=== EXCERPTED DATA ===

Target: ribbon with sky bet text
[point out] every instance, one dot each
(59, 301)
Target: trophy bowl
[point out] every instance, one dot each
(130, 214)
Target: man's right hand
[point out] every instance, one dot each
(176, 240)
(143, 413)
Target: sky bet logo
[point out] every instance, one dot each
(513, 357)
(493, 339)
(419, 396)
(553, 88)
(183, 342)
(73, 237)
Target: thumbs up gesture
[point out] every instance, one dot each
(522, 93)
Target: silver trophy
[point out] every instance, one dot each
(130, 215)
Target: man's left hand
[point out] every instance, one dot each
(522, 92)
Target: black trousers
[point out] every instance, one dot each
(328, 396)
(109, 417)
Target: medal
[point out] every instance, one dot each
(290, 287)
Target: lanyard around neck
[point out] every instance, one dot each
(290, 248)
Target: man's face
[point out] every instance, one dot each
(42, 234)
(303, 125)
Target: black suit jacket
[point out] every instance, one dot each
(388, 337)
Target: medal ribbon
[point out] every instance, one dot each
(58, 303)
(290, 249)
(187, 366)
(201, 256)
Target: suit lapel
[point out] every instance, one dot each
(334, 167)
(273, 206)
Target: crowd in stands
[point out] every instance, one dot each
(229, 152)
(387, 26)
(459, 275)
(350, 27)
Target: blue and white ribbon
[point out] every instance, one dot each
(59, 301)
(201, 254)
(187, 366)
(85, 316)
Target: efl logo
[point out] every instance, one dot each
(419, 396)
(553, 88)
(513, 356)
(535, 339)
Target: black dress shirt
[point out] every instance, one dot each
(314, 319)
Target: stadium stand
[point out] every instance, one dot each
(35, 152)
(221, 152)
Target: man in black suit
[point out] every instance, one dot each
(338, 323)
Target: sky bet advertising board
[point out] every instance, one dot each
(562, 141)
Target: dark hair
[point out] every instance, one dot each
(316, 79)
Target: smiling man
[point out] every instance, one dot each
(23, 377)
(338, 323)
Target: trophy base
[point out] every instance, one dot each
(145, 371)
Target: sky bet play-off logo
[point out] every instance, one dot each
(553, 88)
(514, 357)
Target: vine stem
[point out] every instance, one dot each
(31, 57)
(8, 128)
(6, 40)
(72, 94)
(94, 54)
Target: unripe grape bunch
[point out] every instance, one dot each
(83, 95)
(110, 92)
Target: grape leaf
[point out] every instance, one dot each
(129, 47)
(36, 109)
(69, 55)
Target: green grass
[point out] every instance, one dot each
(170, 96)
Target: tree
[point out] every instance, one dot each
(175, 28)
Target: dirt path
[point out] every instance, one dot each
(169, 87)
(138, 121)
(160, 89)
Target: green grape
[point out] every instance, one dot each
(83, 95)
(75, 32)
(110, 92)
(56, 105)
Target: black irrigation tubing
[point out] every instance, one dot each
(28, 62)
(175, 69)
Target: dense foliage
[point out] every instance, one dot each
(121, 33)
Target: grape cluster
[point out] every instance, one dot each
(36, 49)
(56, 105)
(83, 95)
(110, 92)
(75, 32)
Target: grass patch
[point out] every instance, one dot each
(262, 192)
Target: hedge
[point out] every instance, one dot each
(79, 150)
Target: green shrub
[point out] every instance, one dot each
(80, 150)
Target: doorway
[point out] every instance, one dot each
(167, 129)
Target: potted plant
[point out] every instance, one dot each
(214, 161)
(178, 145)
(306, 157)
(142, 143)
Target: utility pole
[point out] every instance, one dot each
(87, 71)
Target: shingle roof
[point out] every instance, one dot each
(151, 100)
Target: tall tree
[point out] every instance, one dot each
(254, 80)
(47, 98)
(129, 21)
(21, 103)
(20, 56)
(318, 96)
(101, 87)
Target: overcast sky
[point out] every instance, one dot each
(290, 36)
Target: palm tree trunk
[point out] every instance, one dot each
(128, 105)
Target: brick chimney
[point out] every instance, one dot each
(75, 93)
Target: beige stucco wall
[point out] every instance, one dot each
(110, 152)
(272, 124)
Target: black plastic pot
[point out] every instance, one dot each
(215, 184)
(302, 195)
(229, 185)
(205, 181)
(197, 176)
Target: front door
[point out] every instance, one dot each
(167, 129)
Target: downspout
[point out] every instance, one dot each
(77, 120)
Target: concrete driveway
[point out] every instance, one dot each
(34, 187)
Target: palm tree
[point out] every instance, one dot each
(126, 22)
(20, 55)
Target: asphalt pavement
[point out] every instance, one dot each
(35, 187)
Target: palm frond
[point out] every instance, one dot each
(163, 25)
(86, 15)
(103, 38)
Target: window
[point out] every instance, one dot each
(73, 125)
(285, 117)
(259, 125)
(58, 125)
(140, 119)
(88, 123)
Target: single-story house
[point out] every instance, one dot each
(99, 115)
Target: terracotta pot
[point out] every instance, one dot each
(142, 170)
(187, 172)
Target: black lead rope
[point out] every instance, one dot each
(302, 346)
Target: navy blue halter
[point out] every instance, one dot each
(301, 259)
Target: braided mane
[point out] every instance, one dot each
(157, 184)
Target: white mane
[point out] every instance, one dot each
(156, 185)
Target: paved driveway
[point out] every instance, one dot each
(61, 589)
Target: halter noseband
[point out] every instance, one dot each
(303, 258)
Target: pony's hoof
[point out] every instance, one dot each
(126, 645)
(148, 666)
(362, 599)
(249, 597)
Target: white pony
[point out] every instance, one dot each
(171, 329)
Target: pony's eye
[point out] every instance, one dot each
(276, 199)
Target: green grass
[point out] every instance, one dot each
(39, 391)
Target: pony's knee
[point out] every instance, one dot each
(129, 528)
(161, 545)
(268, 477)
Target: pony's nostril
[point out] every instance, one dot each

===

Could you reproduce the listing above with every "Target" renamed to "Object", keeping everything else the same?

Object: ribbon with sky bet text
[point out] every instance, one dot each
(59, 301)
Object: trophy bowl
[point out] every instance, one dot each
(130, 214)
Object: man's right hand
[point out] every instance, one dot each
(176, 240)
(143, 413)
Object: sky bet logo
[point out] every instance, one dot each
(513, 357)
(493, 339)
(419, 396)
(553, 88)
(183, 342)
(73, 237)
Object: thumbs up gesture
[point out] every instance, one dot each
(522, 93)
Object: silver trophy
[point out] every instance, one dot each
(130, 215)
Object: man's left hand
[point out] every instance, one dot each
(522, 92)
Object: black trousers
[point out] every instance, one dot each
(328, 396)
(109, 417)
Object: medal
[point out] every instance, one dot each
(290, 287)
Object: lanyard around neck
[point out] every instance, one dot each
(290, 248)
Object: man's face
[point out] every instance, one dot each
(42, 234)
(303, 125)
Object: black suit jacket
[point out] every instance, one dot each
(388, 337)
Object: medal ribbon
[point out] every instance, one dot each
(58, 303)
(290, 249)
(187, 366)
(201, 256)
Object: suit lapel
[point out] every instance, one dot each
(334, 167)
(273, 206)
Object: crowd in stands
[point out] every instance, one dot each
(229, 152)
(387, 26)
(459, 275)
(350, 27)
Object: blue and white ribbon
[point out] every instance, one dot each
(59, 301)
(201, 254)
(187, 366)
(85, 316)
Object: efl logo
[point out] every instance, one dot each
(419, 396)
(553, 88)
(513, 356)
(535, 339)
Object: black dress shirt
[point out] every instance, one dot each
(314, 319)
Object: stadium stand
[point out] every instance, one dot each
(35, 152)
(221, 152)
Object: man in black suit
[point out] every instance, one dot each
(338, 323)
Object: sky bet advertising board
[point out] every instance, one dot each
(562, 141)
Object: dark hair
[point out] every instance, one dot each
(316, 79)
Object: smiling man
[point out] every instance, one dot each
(23, 377)
(338, 323)
Object: trophy base
[point out] every instance, one dot each
(145, 371)
Object: sky bet play-off logo
[point out] every instance, one dot each
(553, 88)
(514, 357)
Object: vine stem
[point out] every instance, one dot each
(31, 57)
(8, 128)
(6, 40)
(72, 94)
(94, 54)
Object: unripe grape bunch
[point out] every instance, one dot each
(83, 95)
(110, 92)
Object: grape leaf
[point out] every instance, one dot each
(129, 47)
(36, 109)
(69, 55)
Object: green grass
[point out] every instance, one dot each
(170, 96)
Object: tree
[point out] every instance, one dot each
(175, 28)
Object: dirt path
[point out] every instance, one dot each
(169, 87)
(138, 121)
(160, 89)
Object: green grape
[point out] every instance, one dot each
(83, 95)
(75, 32)
(110, 92)
(56, 105)
Object: black irrigation tubing
[point out] every instance, one dot each
(28, 62)
(175, 69)
Object: dense foliage
[point out] every instance, one dot each
(121, 33)
Object: grape cluster
[point out] every instance, one dot each
(36, 49)
(56, 105)
(83, 95)
(110, 92)
(75, 32)
Object: grass patch
[point out] every instance, one dot each
(262, 192)
Object: hedge
[point out] every instance, one dot each
(79, 150)
Object: green shrub
[point out] every instance, one dot each
(80, 150)
Object: doorway
[point out] every instance, one dot each
(167, 129)
Object: potted plant
[point out] every instance, one dot each
(214, 161)
(178, 145)
(306, 157)
(142, 143)
Object: utility pole
[point out] every instance, one dot each
(87, 71)
Object: shingle roof
[point out] every instance, one dot each
(151, 100)
Object: tall tree
[point out] every instance, one dot each
(254, 80)
(47, 98)
(129, 21)
(21, 103)
(20, 56)
(318, 96)
(101, 87)
Object: overcast sky
[point out] every instance, one dot each
(290, 36)
Object: palm tree trunk
[point out] every instance, one dot each
(128, 105)
Object: brick chimney
[point out] every instance, one dot each
(75, 93)
Object: beige stucco wall
[point out] every instance, one dot each
(110, 152)
(272, 124)
Object: black plastic pot
[point out] every instance, one dot each
(215, 184)
(302, 195)
(229, 185)
(205, 181)
(197, 176)
Object: front door
[point out] every instance, one dot each
(167, 129)
Object: downspout
[point out] every instance, one dot each
(77, 120)
Object: concrete driveway
[point out] every instance, one dot each
(34, 187)
Object: palm tree
[point out] every instance, one dot each
(126, 22)
(20, 55)
Object: asphalt pavement
[point out] every instance, one dot each
(35, 187)
Object: palm frond
[point out] every instance, one dot each
(163, 25)
(86, 15)
(103, 38)
Object: window
[point out] every instance, one dot each
(73, 125)
(285, 117)
(259, 125)
(58, 125)
(140, 119)
(88, 123)
Object: single-story house
[point out] every instance, one dot each
(99, 115)
Object: terracotta pot
[point out] every instance, one dot each
(142, 170)
(187, 172)
Object: black lead rope
[point out] every instance, one dot each
(302, 346)
Object: navy blue halter
[point out] every instance, one dot each
(301, 259)
Object: braided mane
[point out] every instance, one dot each
(157, 184)
Object: white mane
[point out] every instance, one dot each
(156, 185)
Object: paved driveway
[point out] every instance, one dot each
(61, 589)
Object: halter noseband
[point out] every instance, one dot each
(303, 258)
Object: pony's hoof
[point out] every instance, one dot each
(126, 645)
(148, 666)
(362, 599)
(249, 597)
Object: white pony
[point out] every instance, one dot each
(171, 329)
Object: pony's eye
[point out] every instance, one dot each
(276, 199)
Object: green grass
[point out] every instance, one dot each
(39, 391)
Object: pony's knee
[point out] every instance, one dot each
(129, 528)
(161, 545)
(268, 477)
Object: pony's nostril
[point out] every instance, one dot each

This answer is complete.